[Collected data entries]
──────

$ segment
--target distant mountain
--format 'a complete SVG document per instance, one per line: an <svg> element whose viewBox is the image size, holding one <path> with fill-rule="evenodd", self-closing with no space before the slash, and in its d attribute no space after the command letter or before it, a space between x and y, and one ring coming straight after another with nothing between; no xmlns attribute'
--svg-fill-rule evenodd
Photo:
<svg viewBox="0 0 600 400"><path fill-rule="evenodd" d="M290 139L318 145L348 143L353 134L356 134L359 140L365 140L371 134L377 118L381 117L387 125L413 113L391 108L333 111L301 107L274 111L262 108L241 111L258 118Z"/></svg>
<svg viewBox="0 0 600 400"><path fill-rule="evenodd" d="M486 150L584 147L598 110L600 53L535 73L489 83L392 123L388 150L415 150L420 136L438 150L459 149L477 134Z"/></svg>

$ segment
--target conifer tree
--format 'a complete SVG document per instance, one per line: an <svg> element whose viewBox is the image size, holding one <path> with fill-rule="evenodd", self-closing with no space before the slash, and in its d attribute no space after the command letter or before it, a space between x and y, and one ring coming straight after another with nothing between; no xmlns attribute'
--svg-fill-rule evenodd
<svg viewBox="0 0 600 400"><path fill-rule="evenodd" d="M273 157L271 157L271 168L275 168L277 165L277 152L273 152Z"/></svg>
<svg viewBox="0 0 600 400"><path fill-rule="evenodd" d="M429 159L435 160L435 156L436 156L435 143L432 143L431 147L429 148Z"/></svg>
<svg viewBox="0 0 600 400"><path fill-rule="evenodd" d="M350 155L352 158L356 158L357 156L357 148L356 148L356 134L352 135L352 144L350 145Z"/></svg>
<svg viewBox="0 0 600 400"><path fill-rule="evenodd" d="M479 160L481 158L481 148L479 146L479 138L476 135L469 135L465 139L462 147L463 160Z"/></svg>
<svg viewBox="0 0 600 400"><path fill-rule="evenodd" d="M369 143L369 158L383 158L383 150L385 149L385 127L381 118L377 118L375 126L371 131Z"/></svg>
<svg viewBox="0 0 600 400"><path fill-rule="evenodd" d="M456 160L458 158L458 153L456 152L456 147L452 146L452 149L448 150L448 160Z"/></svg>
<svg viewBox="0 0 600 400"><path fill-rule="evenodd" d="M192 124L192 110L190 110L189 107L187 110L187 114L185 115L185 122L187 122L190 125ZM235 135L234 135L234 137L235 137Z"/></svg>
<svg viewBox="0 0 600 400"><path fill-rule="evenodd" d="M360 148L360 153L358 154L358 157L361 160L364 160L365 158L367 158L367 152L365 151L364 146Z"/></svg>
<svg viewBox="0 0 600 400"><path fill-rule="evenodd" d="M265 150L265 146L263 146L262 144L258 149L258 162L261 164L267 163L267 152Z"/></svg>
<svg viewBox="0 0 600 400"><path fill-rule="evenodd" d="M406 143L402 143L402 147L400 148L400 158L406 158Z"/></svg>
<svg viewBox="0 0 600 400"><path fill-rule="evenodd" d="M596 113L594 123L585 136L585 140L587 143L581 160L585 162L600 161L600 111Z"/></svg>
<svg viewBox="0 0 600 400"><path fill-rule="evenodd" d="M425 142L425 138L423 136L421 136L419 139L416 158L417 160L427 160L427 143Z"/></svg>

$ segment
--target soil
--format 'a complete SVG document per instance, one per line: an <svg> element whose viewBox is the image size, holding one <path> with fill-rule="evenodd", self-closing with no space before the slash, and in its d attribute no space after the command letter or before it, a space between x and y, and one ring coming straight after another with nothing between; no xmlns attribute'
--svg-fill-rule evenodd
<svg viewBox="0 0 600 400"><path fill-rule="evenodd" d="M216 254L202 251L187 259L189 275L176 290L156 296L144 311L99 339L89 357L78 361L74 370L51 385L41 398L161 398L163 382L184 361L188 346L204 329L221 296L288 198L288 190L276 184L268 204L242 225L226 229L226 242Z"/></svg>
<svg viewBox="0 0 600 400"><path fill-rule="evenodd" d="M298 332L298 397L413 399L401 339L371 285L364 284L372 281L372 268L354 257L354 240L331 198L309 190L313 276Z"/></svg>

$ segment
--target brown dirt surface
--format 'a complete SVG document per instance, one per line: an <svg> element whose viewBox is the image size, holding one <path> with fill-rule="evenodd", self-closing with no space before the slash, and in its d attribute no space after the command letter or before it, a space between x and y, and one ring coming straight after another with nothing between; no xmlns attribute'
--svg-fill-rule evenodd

──────

Problem statement: Reproduce every line of the data without changing a word.

Answer space:
$ segment
--target distant mountain
--format 'a complete SVG document per instance, one per line: an <svg> element whose viewBox is the image size, holding one <path> with fill-rule="evenodd", self-closing with no space before the slash, and in its d attribute no space after the command letter or before it, a space between x and y, and one ring coming straight after another with nothing between; no xmlns attribute'
--svg-fill-rule evenodd
Photo:
<svg viewBox="0 0 600 400"><path fill-rule="evenodd" d="M290 139L318 145L348 143L353 134L356 134L359 140L365 140L371 134L377 118L381 117L387 125L413 113L391 108L333 111L301 107L274 111L262 108L241 111L258 118Z"/></svg>
<svg viewBox="0 0 600 400"><path fill-rule="evenodd" d="M486 150L584 147L598 110L600 53L535 73L489 83L392 123L388 150L415 150L420 136L438 150L459 149L477 134Z"/></svg>

$ segment
--target conifer tree
--format 'a complete SVG document per instance, one per line: an <svg> element whose viewBox is the image size, holding one <path> with fill-rule="evenodd", self-closing with no space before the slash, and in its d attribute no space after the command letter or before it, a space between x and y, and one ring coming straight after another with nothing between; no xmlns attribute'
--svg-fill-rule evenodd
<svg viewBox="0 0 600 400"><path fill-rule="evenodd" d="M273 157L271 157L271 168L275 168L277 165L277 152L273 152Z"/></svg>
<svg viewBox="0 0 600 400"><path fill-rule="evenodd" d="M429 159L435 160L435 156L436 156L435 143L432 143L431 147L429 148Z"/></svg>
<svg viewBox="0 0 600 400"><path fill-rule="evenodd" d="M350 155L352 158L356 158L357 156L357 148L356 148L356 134L352 135L352 144L350 145Z"/></svg>
<svg viewBox="0 0 600 400"><path fill-rule="evenodd" d="M479 160L481 158L481 148L479 146L479 138L476 135L469 135L465 139L462 147L463 160Z"/></svg>
<svg viewBox="0 0 600 400"><path fill-rule="evenodd" d="M369 143L369 158L383 158L383 150L385 149L385 127L381 118L377 118L375 126L371 131Z"/></svg>
<svg viewBox="0 0 600 400"><path fill-rule="evenodd" d="M456 160L458 158L458 153L456 152L456 147L452 146L452 149L448 150L448 160Z"/></svg>
<svg viewBox="0 0 600 400"><path fill-rule="evenodd" d="M192 124L192 110L190 110L189 107L187 110L187 114L185 115L185 122L187 122L190 125ZM235 135L234 135L234 137L235 137Z"/></svg>
<svg viewBox="0 0 600 400"><path fill-rule="evenodd" d="M360 148L360 153L358 154L358 157L361 160L364 160L365 158L367 158L367 152L365 151L364 146Z"/></svg>
<svg viewBox="0 0 600 400"><path fill-rule="evenodd" d="M265 150L265 146L263 146L262 144L258 149L258 162L261 164L267 163L267 152Z"/></svg>
<svg viewBox="0 0 600 400"><path fill-rule="evenodd" d="M406 143L402 143L402 147L400 148L400 158L406 158Z"/></svg>
<svg viewBox="0 0 600 400"><path fill-rule="evenodd" d="M596 113L594 123L585 136L585 140L587 143L581 160L585 162L600 161L600 111Z"/></svg>
<svg viewBox="0 0 600 400"><path fill-rule="evenodd" d="M425 142L425 138L423 136L421 136L419 139L416 158L417 160L427 160L427 143Z"/></svg>

$ segment
--target soil
--format 'a complete SVG document per instance, one per line: an <svg> element whose viewBox is the image size, holding one <path> with fill-rule="evenodd", self-closing with no space before the slash, and in its d attribute no space after the command letter or before it, a space between x and y, and one ring coming straight after another with nothing between; no xmlns attribute'
--svg-fill-rule evenodd
<svg viewBox="0 0 600 400"><path fill-rule="evenodd" d="M216 254L202 251L187 259L189 275L176 290L156 296L144 311L99 339L89 357L78 361L74 370L51 385L41 398L161 398L163 382L184 361L188 346L204 329L221 296L288 198L288 190L276 184L268 204L242 225L226 229L226 242Z"/></svg>
<svg viewBox="0 0 600 400"><path fill-rule="evenodd" d="M298 332L298 397L413 399L401 339L371 285L364 284L372 281L372 268L354 257L354 240L331 198L309 190L313 276Z"/></svg>

$ segment
--target brown dirt surface
--format 'a complete SVG document per instance, one per line: an <svg> element whose viewBox is the image size, holding one <path> with fill-rule="evenodd", self-closing with no space before the slash, and in its d attribute no space after the command letter or before it, a space between x and y, and one ring coming straight after another with nothing between; no xmlns attribute'
--svg-fill-rule evenodd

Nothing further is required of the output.